(Natural-language object grounding data)
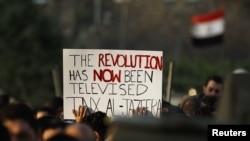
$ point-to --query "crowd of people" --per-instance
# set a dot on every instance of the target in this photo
(20, 122)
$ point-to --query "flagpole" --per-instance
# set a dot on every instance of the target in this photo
(170, 74)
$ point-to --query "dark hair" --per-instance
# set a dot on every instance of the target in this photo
(49, 110)
(62, 137)
(4, 133)
(97, 121)
(18, 111)
(56, 103)
(4, 100)
(49, 122)
(216, 78)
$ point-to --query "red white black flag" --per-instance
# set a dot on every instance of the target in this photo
(208, 28)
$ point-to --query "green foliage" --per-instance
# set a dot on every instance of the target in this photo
(192, 73)
(30, 46)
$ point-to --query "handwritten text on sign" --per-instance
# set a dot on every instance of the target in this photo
(112, 81)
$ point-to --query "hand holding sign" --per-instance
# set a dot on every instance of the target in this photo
(139, 111)
(80, 114)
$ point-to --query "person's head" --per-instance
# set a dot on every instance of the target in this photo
(190, 104)
(44, 111)
(62, 137)
(4, 133)
(99, 122)
(49, 126)
(80, 131)
(19, 120)
(4, 99)
(213, 86)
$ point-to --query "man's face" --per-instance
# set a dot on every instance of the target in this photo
(212, 89)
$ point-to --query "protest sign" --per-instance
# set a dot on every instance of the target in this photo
(112, 81)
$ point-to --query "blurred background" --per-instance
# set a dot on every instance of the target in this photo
(34, 32)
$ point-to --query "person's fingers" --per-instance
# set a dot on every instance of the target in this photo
(134, 112)
(74, 112)
(84, 111)
(79, 110)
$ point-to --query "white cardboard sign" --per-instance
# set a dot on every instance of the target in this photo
(112, 81)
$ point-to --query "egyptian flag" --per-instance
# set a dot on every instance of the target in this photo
(208, 28)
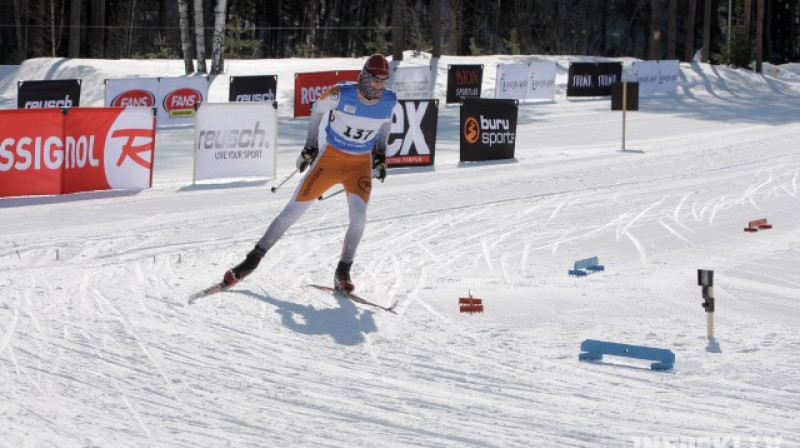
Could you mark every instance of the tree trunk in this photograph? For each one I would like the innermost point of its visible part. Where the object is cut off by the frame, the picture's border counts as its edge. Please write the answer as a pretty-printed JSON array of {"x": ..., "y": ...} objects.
[
  {"x": 759, "y": 35},
  {"x": 186, "y": 40},
  {"x": 218, "y": 40},
  {"x": 200, "y": 36},
  {"x": 707, "y": 30},
  {"x": 672, "y": 28},
  {"x": 655, "y": 30},
  {"x": 74, "y": 29},
  {"x": 690, "y": 29}
]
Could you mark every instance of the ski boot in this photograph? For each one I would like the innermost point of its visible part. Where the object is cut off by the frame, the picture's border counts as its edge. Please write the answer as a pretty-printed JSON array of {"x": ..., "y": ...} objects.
[
  {"x": 341, "y": 279},
  {"x": 244, "y": 268}
]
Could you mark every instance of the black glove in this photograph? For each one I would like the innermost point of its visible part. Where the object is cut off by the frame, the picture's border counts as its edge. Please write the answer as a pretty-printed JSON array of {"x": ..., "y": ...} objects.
[
  {"x": 379, "y": 165},
  {"x": 306, "y": 158}
]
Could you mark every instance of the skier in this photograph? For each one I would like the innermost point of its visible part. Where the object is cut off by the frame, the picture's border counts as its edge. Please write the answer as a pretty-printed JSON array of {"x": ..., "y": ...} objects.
[{"x": 356, "y": 134}]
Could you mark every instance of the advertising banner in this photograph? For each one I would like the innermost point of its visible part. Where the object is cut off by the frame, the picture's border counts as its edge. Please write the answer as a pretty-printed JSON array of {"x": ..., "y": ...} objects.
[
  {"x": 488, "y": 129},
  {"x": 412, "y": 139},
  {"x": 593, "y": 78},
  {"x": 463, "y": 81},
  {"x": 177, "y": 98},
  {"x": 656, "y": 76},
  {"x": 57, "y": 93},
  {"x": 413, "y": 82},
  {"x": 48, "y": 152},
  {"x": 308, "y": 87},
  {"x": 131, "y": 92},
  {"x": 235, "y": 140},
  {"x": 253, "y": 88}
]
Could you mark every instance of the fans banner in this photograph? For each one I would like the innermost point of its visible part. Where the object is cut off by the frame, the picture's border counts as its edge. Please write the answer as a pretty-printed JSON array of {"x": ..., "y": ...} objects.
[
  {"x": 488, "y": 129},
  {"x": 593, "y": 78},
  {"x": 50, "y": 152},
  {"x": 412, "y": 139},
  {"x": 57, "y": 93},
  {"x": 541, "y": 81},
  {"x": 413, "y": 83},
  {"x": 308, "y": 87},
  {"x": 131, "y": 92},
  {"x": 177, "y": 98},
  {"x": 463, "y": 81},
  {"x": 253, "y": 88},
  {"x": 656, "y": 76},
  {"x": 235, "y": 140}
]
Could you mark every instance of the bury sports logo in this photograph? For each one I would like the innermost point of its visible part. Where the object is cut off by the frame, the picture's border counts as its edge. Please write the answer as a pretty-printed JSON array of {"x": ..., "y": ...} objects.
[
  {"x": 134, "y": 98},
  {"x": 181, "y": 102}
]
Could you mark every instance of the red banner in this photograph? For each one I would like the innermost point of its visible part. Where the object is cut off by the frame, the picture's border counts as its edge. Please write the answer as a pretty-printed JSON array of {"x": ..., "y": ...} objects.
[
  {"x": 308, "y": 87},
  {"x": 49, "y": 152}
]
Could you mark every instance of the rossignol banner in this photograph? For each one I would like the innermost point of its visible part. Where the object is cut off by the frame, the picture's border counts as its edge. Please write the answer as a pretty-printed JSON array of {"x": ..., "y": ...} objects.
[
  {"x": 656, "y": 76},
  {"x": 131, "y": 92},
  {"x": 463, "y": 81},
  {"x": 59, "y": 93},
  {"x": 253, "y": 88},
  {"x": 235, "y": 140},
  {"x": 173, "y": 98},
  {"x": 412, "y": 139},
  {"x": 526, "y": 81},
  {"x": 593, "y": 78},
  {"x": 49, "y": 152},
  {"x": 310, "y": 86},
  {"x": 488, "y": 129},
  {"x": 413, "y": 82}
]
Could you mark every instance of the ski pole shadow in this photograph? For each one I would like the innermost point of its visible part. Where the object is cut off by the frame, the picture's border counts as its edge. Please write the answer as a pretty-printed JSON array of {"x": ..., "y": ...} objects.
[{"x": 344, "y": 324}]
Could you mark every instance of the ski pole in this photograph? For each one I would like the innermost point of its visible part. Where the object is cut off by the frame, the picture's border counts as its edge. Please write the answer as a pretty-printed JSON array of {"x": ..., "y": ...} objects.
[
  {"x": 322, "y": 198},
  {"x": 274, "y": 189}
]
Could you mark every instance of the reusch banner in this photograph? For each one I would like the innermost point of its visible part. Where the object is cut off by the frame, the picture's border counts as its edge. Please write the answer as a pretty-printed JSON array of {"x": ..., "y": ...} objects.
[
  {"x": 82, "y": 149},
  {"x": 463, "y": 81},
  {"x": 58, "y": 93},
  {"x": 593, "y": 78},
  {"x": 308, "y": 87},
  {"x": 177, "y": 98},
  {"x": 488, "y": 129},
  {"x": 131, "y": 92},
  {"x": 235, "y": 140},
  {"x": 413, "y": 83},
  {"x": 656, "y": 76},
  {"x": 253, "y": 88},
  {"x": 412, "y": 138}
]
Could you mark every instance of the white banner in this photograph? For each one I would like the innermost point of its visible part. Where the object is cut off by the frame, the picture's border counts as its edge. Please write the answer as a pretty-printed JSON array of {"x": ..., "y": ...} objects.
[
  {"x": 542, "y": 81},
  {"x": 656, "y": 76},
  {"x": 235, "y": 140},
  {"x": 131, "y": 92},
  {"x": 512, "y": 81},
  {"x": 413, "y": 83}
]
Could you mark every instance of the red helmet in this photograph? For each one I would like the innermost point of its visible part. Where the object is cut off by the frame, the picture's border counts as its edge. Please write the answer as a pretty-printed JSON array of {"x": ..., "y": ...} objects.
[{"x": 378, "y": 66}]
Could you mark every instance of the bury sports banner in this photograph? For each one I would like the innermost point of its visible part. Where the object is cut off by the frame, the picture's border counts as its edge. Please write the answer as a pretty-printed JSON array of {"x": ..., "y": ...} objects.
[
  {"x": 488, "y": 129},
  {"x": 534, "y": 81},
  {"x": 253, "y": 88},
  {"x": 235, "y": 140},
  {"x": 656, "y": 76},
  {"x": 131, "y": 92},
  {"x": 308, "y": 87},
  {"x": 463, "y": 81},
  {"x": 57, "y": 93},
  {"x": 593, "y": 78},
  {"x": 412, "y": 138},
  {"x": 413, "y": 82},
  {"x": 46, "y": 151}
]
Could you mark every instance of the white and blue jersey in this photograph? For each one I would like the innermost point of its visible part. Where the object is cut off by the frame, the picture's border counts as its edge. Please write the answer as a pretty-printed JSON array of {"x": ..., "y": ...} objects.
[{"x": 354, "y": 127}]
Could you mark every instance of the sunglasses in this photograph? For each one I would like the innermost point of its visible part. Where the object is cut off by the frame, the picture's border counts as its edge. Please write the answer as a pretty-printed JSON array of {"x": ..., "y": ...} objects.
[{"x": 378, "y": 79}]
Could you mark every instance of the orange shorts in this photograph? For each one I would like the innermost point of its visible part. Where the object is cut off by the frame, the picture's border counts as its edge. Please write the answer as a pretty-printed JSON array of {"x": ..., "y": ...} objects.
[{"x": 353, "y": 171}]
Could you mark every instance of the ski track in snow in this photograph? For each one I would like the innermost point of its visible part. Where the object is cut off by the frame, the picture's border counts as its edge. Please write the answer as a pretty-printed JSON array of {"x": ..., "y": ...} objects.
[{"x": 98, "y": 346}]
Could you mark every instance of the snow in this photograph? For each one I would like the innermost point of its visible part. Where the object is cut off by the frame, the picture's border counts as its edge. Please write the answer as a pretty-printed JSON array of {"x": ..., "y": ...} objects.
[{"x": 98, "y": 346}]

-- WHAT YOU NEED TO DO --
Each line above where the word "person" occurs should be returned in full.

-- REPLY TO THE TASK --
$ point-to --query "person's head" --per-instance
$ point-to --query "person's fingers" --per-instance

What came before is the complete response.